> _EXERCISE GOAL_:
Repeat the listing that follows exactly, please.

> _DATA EXTRACT_:
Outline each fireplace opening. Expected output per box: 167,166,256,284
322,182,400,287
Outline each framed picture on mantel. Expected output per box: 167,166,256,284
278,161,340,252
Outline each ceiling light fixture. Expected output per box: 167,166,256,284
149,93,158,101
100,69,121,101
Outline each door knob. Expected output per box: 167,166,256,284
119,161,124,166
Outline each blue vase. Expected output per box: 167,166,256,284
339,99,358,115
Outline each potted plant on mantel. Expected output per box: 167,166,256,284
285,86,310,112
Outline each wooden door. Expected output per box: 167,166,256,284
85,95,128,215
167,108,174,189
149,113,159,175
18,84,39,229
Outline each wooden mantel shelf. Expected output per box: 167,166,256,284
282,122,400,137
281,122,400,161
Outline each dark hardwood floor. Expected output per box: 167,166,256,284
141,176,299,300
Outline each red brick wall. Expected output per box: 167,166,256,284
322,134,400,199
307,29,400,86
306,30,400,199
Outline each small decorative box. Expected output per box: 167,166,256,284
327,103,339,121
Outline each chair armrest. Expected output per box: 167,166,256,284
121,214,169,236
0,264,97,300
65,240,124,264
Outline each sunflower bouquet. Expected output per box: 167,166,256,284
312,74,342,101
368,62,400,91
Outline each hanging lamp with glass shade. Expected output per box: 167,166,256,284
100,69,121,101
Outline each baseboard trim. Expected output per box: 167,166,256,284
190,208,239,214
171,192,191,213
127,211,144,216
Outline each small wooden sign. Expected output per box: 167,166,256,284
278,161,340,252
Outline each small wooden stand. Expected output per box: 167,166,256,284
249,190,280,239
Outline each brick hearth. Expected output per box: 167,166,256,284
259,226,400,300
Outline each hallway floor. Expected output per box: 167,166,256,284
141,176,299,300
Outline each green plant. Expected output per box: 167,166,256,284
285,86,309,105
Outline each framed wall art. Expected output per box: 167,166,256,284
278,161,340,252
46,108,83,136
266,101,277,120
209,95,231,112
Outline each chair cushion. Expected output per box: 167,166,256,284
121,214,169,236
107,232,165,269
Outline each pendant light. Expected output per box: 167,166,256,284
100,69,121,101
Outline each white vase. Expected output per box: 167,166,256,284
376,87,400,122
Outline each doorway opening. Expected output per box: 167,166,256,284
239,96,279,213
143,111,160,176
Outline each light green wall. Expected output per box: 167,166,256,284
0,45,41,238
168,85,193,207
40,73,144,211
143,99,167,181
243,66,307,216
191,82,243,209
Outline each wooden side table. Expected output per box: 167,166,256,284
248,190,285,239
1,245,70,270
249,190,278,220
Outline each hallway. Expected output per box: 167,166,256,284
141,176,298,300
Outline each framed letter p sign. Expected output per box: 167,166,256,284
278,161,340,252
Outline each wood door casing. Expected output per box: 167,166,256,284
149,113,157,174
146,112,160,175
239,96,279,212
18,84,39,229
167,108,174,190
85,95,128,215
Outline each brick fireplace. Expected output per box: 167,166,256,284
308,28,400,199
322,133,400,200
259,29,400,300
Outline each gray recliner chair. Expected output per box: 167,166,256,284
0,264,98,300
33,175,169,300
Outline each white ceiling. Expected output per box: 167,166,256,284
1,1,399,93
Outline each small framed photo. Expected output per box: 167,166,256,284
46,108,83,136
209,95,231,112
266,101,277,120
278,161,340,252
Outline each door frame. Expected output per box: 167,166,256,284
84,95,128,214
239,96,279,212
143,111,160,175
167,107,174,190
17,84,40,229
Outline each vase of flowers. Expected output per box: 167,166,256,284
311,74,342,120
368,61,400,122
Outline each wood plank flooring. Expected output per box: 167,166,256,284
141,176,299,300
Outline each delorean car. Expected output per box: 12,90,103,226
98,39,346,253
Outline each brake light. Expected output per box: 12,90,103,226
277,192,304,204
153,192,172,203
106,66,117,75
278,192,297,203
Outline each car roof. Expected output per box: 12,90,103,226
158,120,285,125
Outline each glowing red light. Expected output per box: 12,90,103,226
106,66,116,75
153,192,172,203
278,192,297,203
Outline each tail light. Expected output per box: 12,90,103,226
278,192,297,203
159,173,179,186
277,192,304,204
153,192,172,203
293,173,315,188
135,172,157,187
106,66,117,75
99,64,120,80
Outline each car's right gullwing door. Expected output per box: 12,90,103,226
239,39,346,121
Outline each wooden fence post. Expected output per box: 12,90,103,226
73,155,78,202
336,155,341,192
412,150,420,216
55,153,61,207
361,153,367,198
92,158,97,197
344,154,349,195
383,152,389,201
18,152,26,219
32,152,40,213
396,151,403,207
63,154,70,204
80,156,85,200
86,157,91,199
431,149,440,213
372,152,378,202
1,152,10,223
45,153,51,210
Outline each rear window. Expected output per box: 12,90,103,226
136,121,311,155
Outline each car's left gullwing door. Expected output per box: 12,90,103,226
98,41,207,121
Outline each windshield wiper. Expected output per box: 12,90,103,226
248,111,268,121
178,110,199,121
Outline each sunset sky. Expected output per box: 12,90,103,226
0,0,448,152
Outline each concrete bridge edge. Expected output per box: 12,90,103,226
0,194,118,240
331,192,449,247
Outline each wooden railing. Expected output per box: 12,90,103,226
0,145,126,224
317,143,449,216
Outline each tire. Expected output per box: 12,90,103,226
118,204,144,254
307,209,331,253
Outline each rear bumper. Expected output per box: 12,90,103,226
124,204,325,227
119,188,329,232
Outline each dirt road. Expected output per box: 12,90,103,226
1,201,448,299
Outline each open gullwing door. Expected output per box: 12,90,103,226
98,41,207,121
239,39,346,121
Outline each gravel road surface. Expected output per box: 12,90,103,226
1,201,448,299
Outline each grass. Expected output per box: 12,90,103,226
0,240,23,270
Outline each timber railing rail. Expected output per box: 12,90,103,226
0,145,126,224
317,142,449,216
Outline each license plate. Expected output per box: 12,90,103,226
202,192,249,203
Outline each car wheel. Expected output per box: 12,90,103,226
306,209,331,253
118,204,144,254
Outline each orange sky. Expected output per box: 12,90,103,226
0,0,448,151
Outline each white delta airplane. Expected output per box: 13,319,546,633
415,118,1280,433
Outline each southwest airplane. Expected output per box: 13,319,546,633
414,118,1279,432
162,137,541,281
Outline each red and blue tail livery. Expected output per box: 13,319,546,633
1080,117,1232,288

> _THE COMPLETED TASK_:
Outline each fireplace opening. Expected output per box: 167,166,256,284
322,182,400,287
Outline each framed picture on mantel. Expected output per box: 167,166,256,284
278,161,340,252
Outline each ceiling light fixture. Expected output per box: 167,166,256,284
149,93,158,101
100,69,121,101
Outline each door knob. Expected output per box: 167,166,256,284
119,161,124,166
Outline each blue vase. Expected output per box: 167,166,256,284
339,99,358,115
Outline each potted plant on mantel. Expected output per box: 167,166,256,284
285,86,310,112
Outline each wooden door. Expected output per box: 167,166,256,284
85,95,128,215
167,108,174,189
149,113,159,175
18,84,39,229
Outline each wooden mantel shelf. Expected output per box: 167,166,256,284
282,122,400,137
281,122,400,161
Outline each dark hardwood floor. Expected output per box: 167,166,256,284
141,176,299,300
Outline each red brick wall. Expected output per box: 167,166,256,284
322,134,400,199
307,29,400,86
306,30,400,199
Outline each small decorative box. Expected output per box: 167,166,256,284
327,103,339,121
Outline each chair armrest. Expected output per box: 167,166,256,284
121,214,169,236
0,264,97,300
65,240,124,264
Outline each sunflower bouquet. Expected output per box: 167,166,256,284
312,74,342,101
368,62,400,91
Outline each hanging lamp with glass shade. Expected output per box: 167,166,256,284
100,69,121,101
Outline each baseboard trim. Expected output per box: 167,166,256,284
190,208,239,214
171,192,191,213
127,211,144,216
Outline each small wooden sign. Expected output per box: 167,166,256,284
278,161,340,252
Outline each small wooden stand. Expected output per box: 167,166,256,284
249,190,280,239
Outline each brick hearth. Expected output per box: 167,166,256,284
259,226,400,300
Outline each hallway floor. Expected output per box: 167,166,256,284
141,176,299,300
Outline each green plant. Expected output per box: 167,166,256,284
285,86,309,105
Outline each framed wall art. Expected output per box: 167,166,256,284
278,161,340,252
46,108,83,136
266,101,277,120
209,95,231,112
Outline each chair cushion. Expected output per box: 167,166,256,284
121,214,169,236
107,232,165,269
Outline each pendant light. Expected output per box: 167,166,256,284
100,69,121,101
Outline each white vase. Expected output per box: 167,166,256,284
376,87,400,122
Outline each doorway opening. Expected output per box: 167,166,256,284
239,96,279,213
143,111,160,176
Outline each light green wall. Expected output per box: 167,166,256,284
0,45,41,238
168,85,193,207
40,73,144,211
143,99,167,181
243,66,307,216
191,82,243,209
Outline each wooden side table. Expected output per box: 167,166,256,284
248,190,285,239
1,245,70,270
249,190,278,220
Outline each hallway. Expected output per box: 167,166,256,284
141,176,298,300
Outline each framed letter p sign. Expected output per box: 167,166,256,284
278,161,340,252
Outline each wood door casing. Expected output per box: 167,166,256,284
149,113,157,174
146,112,160,175
239,96,279,212
18,84,39,229
167,108,174,190
85,95,128,215
Outline each brick fireplace. Expected output per box: 167,166,256,284
308,28,400,199
322,133,400,200
259,29,400,300
Outline each gray recliner chair. Expected output per box: 167,166,256,284
0,264,98,300
33,175,169,300
Outline each white ceiling. Expected output per box: 167,166,256,284
1,1,399,93
Outline each small framed photo. Expected output per box: 167,166,256,284
46,108,83,136
209,95,231,112
266,101,277,120
278,161,340,252
Outline each door frame. Expected output per box: 167,166,256,284
84,95,128,214
239,96,279,212
143,111,160,175
167,107,174,190
17,84,40,229
Outline each vase of flowers. Expected output per box: 167,166,256,284
311,74,342,120
368,61,400,122
Outline each wood plank flooring. Expected output per box: 167,166,256,284
141,176,299,300
Outline each delorean car. Expected output per box: 12,90,103,226
98,39,346,253
Outline each brake light. Expected output per box: 12,90,103,226
277,192,304,204
153,192,172,203
106,66,117,75
278,192,297,203
Outline each car roof. Expected output per box: 12,90,103,226
158,120,285,125
Outline each glowing red light. Expected output per box: 12,90,103,226
106,66,116,75
153,192,172,203
278,192,297,203
Outline each tail light. Expected output per box: 12,90,103,226
278,192,297,203
159,173,179,186
277,192,304,204
153,192,172,203
293,173,315,188
135,172,157,187
106,66,117,75
99,64,120,80
Outline each car's right gullwing door. Expected output per box: 12,90,103,226
239,39,346,121
Outline each wooden fence post. Expected output per box: 12,90,103,226
73,155,78,202
336,155,341,192
412,150,420,216
55,153,61,207
361,153,367,198
92,158,97,197
344,154,349,195
383,152,389,201
18,152,26,219
32,152,40,213
396,151,403,207
63,154,70,204
80,156,85,200
86,157,91,199
431,149,440,213
372,152,378,202
1,152,10,223
45,153,51,210
Outline each rear window. Expected output per box: 12,90,103,226
136,121,311,155
Outline each car's left gullwing door. Expected output per box: 12,90,103,226
98,41,207,121
Outline each windshield wiper. Expected output per box: 12,90,103,226
248,111,268,121
178,110,199,121
Outline each sunset sky. Expected output per box: 12,90,103,226
0,0,448,152
Outline each concrete bridge edge. Expected output per box: 12,90,103,226
0,194,118,240
331,192,449,247
Outline each wooden railing. Expected output per box: 12,90,103,226
0,145,126,224
317,143,449,216
Outline each tire. Expected output per box: 12,90,103,226
118,204,144,254
307,209,331,253
Outline each rear bumper. Expected output per box: 12,90,103,226
124,204,325,227
119,188,329,232
Outline each dirt road. Expected output per box: 12,90,103,226
1,201,448,299
Outline each open gullwing door. Expected output per box: 12,90,103,226
98,41,207,121
239,39,346,121
Outline each gravel road surface. Expected output per box: 12,90,103,226
1,201,448,299
Outline each grass. Expected output per box: 12,90,103,226
0,240,23,270
Outline each timber railing rail. Expected output per box: 12,90,103,226
0,145,126,224
317,142,449,216
Outline each license plate. Expected output per box: 12,90,103,226
202,192,249,203
Outline each car wheel. Expected output per box: 12,90,103,226
306,209,331,253
118,204,144,254
Outline each orange sky. Expected output per box: 12,90,103,226
0,0,448,151
Outline each white delta airplane. Expected output per box: 13,319,546,633
415,118,1280,433
Outline each southwest airplane. Expected output per box: 13,319,546,633
414,118,1279,432
162,137,541,281
Outline each red and blue tail livery. Expected output per box: 13,319,546,633
1080,117,1232,288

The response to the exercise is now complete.